Exercise brief:
Print the material line for line, starting at its very beginning and ending with the line that contains "M152 123L149 123L147", including both of those lines. Leave the pictures out of your output.

Picture region annotation data:
================================
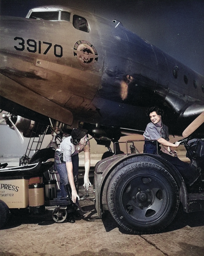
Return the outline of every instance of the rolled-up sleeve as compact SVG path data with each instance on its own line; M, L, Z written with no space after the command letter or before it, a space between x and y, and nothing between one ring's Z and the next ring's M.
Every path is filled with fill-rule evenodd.
M152 123L149 123L147 125L143 135L148 140L157 140L161 138L160 132Z

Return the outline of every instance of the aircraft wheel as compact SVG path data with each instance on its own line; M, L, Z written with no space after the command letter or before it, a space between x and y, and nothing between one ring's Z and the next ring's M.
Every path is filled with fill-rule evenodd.
M55 150L51 148L40 149L34 154L31 158L29 163L35 164L38 162L42 163L43 162L46 162L48 159L54 159L55 152ZM53 166L52 166L49 169L50 172L53 172ZM48 181L50 179L49 173L49 170L46 171L44 173L44 179L45 180Z
M161 230L171 223L179 208L177 184L158 164L129 164L115 173L108 188L111 214L121 226L134 234Z
M0 229L8 222L10 215L9 207L5 203L0 200Z
M57 207L52 211L52 217L56 222L63 222L67 217L66 209Z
================================
Task solution:
Return the outline of every instance of the rolled-up sleeve as compact SVG path data with each instance on its own line; M, L, Z written with no space after the command letter or before it, a space between x and y, and nothing between one ring's Z and the next ring's M.
Every path is filled with fill-rule evenodd.
M152 123L149 123L147 125L143 135L148 140L157 140L161 138L160 132Z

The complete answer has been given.